> [Stated task]:
Begin at the line in the data below that contains "An instance of the wall-mounted" and stop after the line that contains "Give the mask of every instance of the wall-mounted". Reproduce only those lines, swapping "wall-mounted television" for "flat-screen television" and leaving everything else unchanged.

Dataset items:

----------------------------------------

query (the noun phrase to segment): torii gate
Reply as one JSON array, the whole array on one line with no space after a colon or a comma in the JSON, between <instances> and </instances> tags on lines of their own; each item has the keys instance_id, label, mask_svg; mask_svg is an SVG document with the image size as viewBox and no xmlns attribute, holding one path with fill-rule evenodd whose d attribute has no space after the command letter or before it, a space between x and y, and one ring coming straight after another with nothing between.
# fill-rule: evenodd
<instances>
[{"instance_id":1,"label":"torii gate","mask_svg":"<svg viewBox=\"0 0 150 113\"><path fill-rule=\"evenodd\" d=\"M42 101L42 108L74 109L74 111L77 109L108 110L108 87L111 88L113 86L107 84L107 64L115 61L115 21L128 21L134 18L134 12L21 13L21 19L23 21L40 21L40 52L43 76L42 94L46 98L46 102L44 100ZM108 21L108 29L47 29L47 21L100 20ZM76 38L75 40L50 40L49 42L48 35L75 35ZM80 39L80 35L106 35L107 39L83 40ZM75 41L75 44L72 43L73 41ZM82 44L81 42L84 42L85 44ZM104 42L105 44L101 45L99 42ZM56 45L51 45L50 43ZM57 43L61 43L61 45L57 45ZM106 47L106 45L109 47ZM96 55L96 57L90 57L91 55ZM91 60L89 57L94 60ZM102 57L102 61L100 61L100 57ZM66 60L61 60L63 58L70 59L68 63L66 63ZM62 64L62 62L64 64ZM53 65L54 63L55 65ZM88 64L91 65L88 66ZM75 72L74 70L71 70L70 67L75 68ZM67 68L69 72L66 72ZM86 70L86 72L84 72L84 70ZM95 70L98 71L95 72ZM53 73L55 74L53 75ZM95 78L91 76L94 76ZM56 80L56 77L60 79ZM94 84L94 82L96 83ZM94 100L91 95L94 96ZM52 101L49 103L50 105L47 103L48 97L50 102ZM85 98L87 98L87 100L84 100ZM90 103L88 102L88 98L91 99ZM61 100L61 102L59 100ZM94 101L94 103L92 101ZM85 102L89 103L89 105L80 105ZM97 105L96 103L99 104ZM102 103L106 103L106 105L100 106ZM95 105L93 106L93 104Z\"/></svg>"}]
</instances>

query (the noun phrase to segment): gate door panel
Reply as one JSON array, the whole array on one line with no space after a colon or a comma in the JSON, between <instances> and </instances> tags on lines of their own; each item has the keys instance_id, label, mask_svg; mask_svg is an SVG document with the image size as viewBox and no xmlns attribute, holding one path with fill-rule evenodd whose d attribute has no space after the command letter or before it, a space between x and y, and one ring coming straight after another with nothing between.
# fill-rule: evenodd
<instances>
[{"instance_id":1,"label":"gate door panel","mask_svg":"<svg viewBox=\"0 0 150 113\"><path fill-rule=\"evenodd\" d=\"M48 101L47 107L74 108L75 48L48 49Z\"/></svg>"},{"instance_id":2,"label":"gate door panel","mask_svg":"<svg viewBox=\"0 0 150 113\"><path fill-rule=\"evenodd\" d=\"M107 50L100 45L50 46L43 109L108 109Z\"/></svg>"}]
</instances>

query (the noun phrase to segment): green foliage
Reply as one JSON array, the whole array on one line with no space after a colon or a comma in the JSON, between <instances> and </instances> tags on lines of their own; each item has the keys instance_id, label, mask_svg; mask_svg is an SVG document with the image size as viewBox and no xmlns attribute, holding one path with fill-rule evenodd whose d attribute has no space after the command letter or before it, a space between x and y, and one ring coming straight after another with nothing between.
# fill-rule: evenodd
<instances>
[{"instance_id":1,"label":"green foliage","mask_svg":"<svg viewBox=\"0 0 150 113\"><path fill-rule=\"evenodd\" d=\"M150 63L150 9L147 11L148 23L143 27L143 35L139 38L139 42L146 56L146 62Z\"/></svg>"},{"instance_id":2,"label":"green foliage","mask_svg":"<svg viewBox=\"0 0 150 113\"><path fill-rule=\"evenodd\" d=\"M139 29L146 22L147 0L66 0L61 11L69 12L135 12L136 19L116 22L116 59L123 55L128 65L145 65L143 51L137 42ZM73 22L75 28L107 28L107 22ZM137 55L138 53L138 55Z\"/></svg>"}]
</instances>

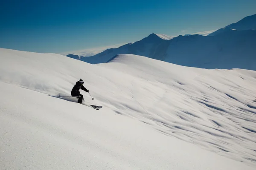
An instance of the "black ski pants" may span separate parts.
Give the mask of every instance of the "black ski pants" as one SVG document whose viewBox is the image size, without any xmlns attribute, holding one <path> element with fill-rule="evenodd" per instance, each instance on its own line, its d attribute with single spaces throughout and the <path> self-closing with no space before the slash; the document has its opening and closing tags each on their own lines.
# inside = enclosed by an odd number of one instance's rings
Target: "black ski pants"
<svg viewBox="0 0 256 170">
<path fill-rule="evenodd" d="M 83 99 L 84 99 L 84 96 L 81 94 L 71 94 L 71 96 L 76 96 L 78 98 L 78 102 L 79 103 L 82 103 Z M 80 97 L 79 97 L 80 96 Z"/>
</svg>

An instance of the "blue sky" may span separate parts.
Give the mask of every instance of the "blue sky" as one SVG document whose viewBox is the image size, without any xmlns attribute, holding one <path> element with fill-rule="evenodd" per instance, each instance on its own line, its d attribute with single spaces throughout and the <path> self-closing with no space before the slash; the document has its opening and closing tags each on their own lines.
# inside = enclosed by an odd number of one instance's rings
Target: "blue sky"
<svg viewBox="0 0 256 170">
<path fill-rule="evenodd" d="M 0 48 L 61 53 L 218 29 L 256 14 L 255 0 L 3 0 Z"/>
</svg>

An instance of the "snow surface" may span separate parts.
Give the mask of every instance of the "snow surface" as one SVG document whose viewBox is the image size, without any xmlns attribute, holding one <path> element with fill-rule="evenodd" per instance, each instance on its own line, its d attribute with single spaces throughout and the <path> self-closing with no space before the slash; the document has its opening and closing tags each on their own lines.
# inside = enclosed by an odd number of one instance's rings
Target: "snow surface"
<svg viewBox="0 0 256 170">
<path fill-rule="evenodd" d="M 214 36 L 230 29 L 238 31 L 256 29 L 256 14 L 247 16 L 237 23 L 233 23 L 224 28 L 219 29 L 209 34 L 208 36 Z"/>
<path fill-rule="evenodd" d="M 156 35 L 157 35 L 157 36 L 159 37 L 163 40 L 169 40 L 173 38 L 173 37 L 172 37 L 165 34 L 156 34 Z"/>
<path fill-rule="evenodd" d="M 230 29 L 215 36 L 179 36 L 169 40 L 151 34 L 134 44 L 81 60 L 97 64 L 119 54 L 133 54 L 189 67 L 256 70 L 256 30 Z"/>
<path fill-rule="evenodd" d="M 79 78 L 96 110 L 58 98 Z M 254 170 L 256 71 L 0 48 L 0 169 Z"/>
</svg>

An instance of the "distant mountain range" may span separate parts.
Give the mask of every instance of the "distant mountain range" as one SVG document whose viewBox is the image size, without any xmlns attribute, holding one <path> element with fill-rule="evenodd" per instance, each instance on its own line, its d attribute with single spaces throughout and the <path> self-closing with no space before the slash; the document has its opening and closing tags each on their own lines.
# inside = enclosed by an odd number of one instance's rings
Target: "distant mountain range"
<svg viewBox="0 0 256 170">
<path fill-rule="evenodd" d="M 256 29 L 256 14 L 244 18 L 236 23 L 233 23 L 210 34 L 208 36 L 213 36 L 224 32 L 227 29 L 243 31 Z"/>
<path fill-rule="evenodd" d="M 147 57 L 179 65 L 208 69 L 256 70 L 256 14 L 209 34 L 172 37 L 151 34 L 134 43 L 94 56 L 67 56 L 91 64 L 107 62 L 120 54 Z"/>
</svg>

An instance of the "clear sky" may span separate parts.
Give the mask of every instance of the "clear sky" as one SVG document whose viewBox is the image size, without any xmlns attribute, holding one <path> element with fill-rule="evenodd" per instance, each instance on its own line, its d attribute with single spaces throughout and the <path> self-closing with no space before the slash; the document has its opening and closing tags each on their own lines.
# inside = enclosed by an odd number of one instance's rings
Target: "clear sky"
<svg viewBox="0 0 256 170">
<path fill-rule="evenodd" d="M 256 0 L 8 0 L 0 48 L 61 53 L 223 27 L 256 14 Z"/>
</svg>

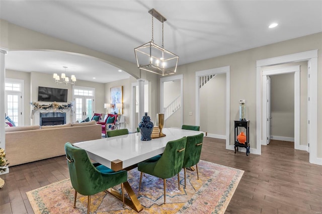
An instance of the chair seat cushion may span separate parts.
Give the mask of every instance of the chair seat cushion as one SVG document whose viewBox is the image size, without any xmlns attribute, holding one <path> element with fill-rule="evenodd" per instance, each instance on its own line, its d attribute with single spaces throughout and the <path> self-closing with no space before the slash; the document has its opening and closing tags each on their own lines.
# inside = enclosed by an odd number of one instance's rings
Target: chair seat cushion
<svg viewBox="0 0 322 214">
<path fill-rule="evenodd" d="M 100 165 L 96 167 L 96 169 L 100 172 L 103 173 L 112 173 L 115 172 L 114 171 L 110 169 L 109 168 L 104 166 L 104 165 Z"/>
<path fill-rule="evenodd" d="M 99 120 L 100 120 L 100 116 L 94 116 L 93 117 L 93 120 L 92 120 L 95 121 L 97 122 L 98 122 L 99 121 Z"/>
</svg>

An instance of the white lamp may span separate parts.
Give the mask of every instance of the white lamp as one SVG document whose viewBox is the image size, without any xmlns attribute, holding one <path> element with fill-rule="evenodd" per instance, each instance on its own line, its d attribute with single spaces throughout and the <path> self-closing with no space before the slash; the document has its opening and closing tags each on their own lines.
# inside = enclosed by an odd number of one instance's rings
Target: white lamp
<svg viewBox="0 0 322 214">
<path fill-rule="evenodd" d="M 116 103 L 116 108 L 119 110 L 119 115 L 121 114 L 120 112 L 120 110 L 122 110 L 123 109 L 123 104 L 122 103 Z"/>
<path fill-rule="evenodd" d="M 104 109 L 106 109 L 106 115 L 108 114 L 109 108 L 111 108 L 111 104 L 104 103 Z"/>
</svg>

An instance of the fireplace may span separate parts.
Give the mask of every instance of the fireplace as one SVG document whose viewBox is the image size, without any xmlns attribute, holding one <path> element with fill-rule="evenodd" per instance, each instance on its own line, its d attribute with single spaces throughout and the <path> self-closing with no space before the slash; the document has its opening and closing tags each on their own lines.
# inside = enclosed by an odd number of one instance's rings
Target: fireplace
<svg viewBox="0 0 322 214">
<path fill-rule="evenodd" d="M 40 113 L 40 126 L 53 126 L 66 123 L 65 112 Z"/>
</svg>

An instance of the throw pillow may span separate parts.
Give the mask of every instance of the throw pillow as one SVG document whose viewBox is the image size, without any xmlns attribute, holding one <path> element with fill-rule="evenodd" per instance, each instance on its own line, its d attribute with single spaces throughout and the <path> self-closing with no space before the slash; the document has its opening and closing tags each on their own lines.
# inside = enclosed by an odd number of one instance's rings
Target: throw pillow
<svg viewBox="0 0 322 214">
<path fill-rule="evenodd" d="M 106 121 L 106 123 L 107 124 L 112 124 L 113 123 L 114 123 L 114 120 L 115 120 L 115 117 L 113 116 L 113 117 L 110 117 L 109 116 L 108 118 L 107 118 L 107 121 Z"/>
<path fill-rule="evenodd" d="M 11 124 L 12 124 L 12 126 L 16 126 L 16 124 L 15 124 L 15 122 L 14 122 L 8 116 L 6 117 L 6 120 L 7 120 Z"/>
<path fill-rule="evenodd" d="M 95 116 L 94 117 L 93 117 L 93 121 L 95 121 L 97 122 L 99 122 L 99 119 L 100 119 L 100 116 Z"/>
<path fill-rule="evenodd" d="M 89 121 L 90 121 L 90 118 L 89 118 L 88 117 L 87 119 L 86 119 L 85 120 L 84 120 L 84 121 L 83 121 L 80 123 L 88 122 Z"/>
</svg>

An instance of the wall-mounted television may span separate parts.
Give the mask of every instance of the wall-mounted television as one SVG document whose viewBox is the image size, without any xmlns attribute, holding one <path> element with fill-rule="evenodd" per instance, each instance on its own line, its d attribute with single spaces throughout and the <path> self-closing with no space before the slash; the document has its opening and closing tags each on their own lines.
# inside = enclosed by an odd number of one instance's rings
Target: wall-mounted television
<svg viewBox="0 0 322 214">
<path fill-rule="evenodd" d="M 67 102 L 67 89 L 38 87 L 38 101 Z"/>
</svg>

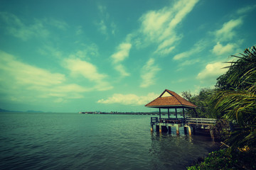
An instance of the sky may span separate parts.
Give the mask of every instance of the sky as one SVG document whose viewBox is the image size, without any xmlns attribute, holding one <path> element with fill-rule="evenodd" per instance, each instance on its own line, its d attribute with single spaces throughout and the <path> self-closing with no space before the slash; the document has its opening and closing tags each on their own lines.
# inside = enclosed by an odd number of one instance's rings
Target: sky
<svg viewBox="0 0 256 170">
<path fill-rule="evenodd" d="M 255 45 L 256 1 L 1 0 L 0 108 L 154 111 Z"/>
</svg>

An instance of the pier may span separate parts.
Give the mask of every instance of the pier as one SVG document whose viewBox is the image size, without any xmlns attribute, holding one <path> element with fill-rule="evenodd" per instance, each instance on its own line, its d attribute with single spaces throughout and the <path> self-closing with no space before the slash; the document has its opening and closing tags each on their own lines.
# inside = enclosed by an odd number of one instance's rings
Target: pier
<svg viewBox="0 0 256 170">
<path fill-rule="evenodd" d="M 171 132 L 171 128 L 176 129 L 177 135 L 180 134 L 180 128 L 184 128 L 184 133 L 189 135 L 196 134 L 197 130 L 208 130 L 210 137 L 214 140 L 214 134 L 211 127 L 215 125 L 216 120 L 201 118 L 186 118 L 184 109 L 193 109 L 196 113 L 196 106 L 181 97 L 174 91 L 166 89 L 159 97 L 145 106 L 149 108 L 159 109 L 159 117 L 151 117 L 150 125 L 151 131 L 154 130 L 159 132 Z M 167 109 L 168 118 L 161 118 L 161 110 Z M 170 118 L 170 109 L 175 110 L 175 117 Z M 182 109 L 183 118 L 178 118 L 177 109 Z M 196 114 L 197 115 L 197 114 Z"/>
</svg>

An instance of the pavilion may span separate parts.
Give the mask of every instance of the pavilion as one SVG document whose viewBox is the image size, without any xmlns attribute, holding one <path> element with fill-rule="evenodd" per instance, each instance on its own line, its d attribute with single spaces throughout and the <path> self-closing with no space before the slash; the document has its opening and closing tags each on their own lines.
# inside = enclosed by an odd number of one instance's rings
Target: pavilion
<svg viewBox="0 0 256 170">
<path fill-rule="evenodd" d="M 159 97 L 145 105 L 148 108 L 159 108 L 159 119 L 161 120 L 161 109 L 168 109 L 168 118 L 170 119 L 170 108 L 175 108 L 176 119 L 177 117 L 177 108 L 183 109 L 183 118 L 185 119 L 184 108 L 193 109 L 196 112 L 196 106 L 181 97 L 174 91 L 166 89 Z"/>
</svg>

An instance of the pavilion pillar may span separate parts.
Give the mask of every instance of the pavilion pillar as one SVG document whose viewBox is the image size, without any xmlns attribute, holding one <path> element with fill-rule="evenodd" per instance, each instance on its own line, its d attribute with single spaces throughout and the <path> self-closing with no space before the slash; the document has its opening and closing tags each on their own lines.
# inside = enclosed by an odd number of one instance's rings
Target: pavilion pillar
<svg viewBox="0 0 256 170">
<path fill-rule="evenodd" d="M 192 133 L 191 133 L 191 126 L 188 126 L 188 135 L 190 136 L 191 136 Z"/>
<path fill-rule="evenodd" d="M 193 108 L 193 110 L 196 113 L 196 118 L 198 118 L 196 108 Z"/>
<path fill-rule="evenodd" d="M 177 117 L 177 108 L 175 108 L 175 114 L 176 114 L 176 120 L 178 120 L 178 117 Z"/>
<path fill-rule="evenodd" d="M 176 124 L 176 134 L 177 134 L 177 135 L 179 135 L 179 128 L 178 128 L 178 124 Z"/>
<path fill-rule="evenodd" d="M 187 128 L 184 126 L 184 134 L 187 134 Z"/>
<path fill-rule="evenodd" d="M 169 134 L 171 133 L 171 126 L 168 126 L 168 132 L 169 132 Z"/>
</svg>

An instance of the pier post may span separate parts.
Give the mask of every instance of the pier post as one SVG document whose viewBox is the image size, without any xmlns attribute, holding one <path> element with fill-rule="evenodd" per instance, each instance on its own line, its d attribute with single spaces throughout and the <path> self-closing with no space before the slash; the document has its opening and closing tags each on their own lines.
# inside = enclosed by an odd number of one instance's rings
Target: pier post
<svg viewBox="0 0 256 170">
<path fill-rule="evenodd" d="M 177 134 L 177 135 L 179 135 L 179 128 L 178 128 L 178 125 L 176 125 L 176 134 Z"/>
<path fill-rule="evenodd" d="M 212 129 L 210 129 L 210 138 L 214 141 L 214 131 Z"/>
<path fill-rule="evenodd" d="M 191 133 L 191 126 L 188 126 L 188 135 L 190 136 L 191 136 L 192 133 Z"/>
<path fill-rule="evenodd" d="M 196 127 L 192 127 L 192 128 L 193 128 L 193 134 L 196 135 Z"/>
<path fill-rule="evenodd" d="M 169 132 L 169 134 L 171 133 L 171 126 L 168 127 L 168 132 Z"/>
<path fill-rule="evenodd" d="M 184 127 L 184 134 L 187 134 L 187 128 L 186 127 Z"/>
</svg>

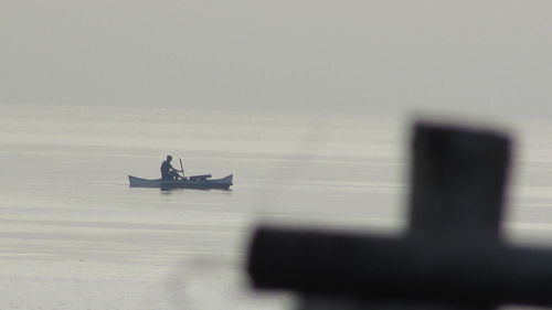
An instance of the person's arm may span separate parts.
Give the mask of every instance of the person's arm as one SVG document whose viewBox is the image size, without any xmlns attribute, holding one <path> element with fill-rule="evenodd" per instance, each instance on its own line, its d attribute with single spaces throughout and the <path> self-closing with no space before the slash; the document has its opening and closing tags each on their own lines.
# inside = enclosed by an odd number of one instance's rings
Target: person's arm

----------------------------------------

> [Full solution]:
An instance of the flat-screen television may span separate parts.
Give the mask of every instance of the flat-screen television as one SVG document whose viewBox is the image size, without any xmlns attribute, holding one <path> element with fill-rule="evenodd" per instance, each instance on its own line, its d attribute with single spaces throughout and the <path> self-closing with no space before the slash; the document has its opening and closing tags each on their own lines.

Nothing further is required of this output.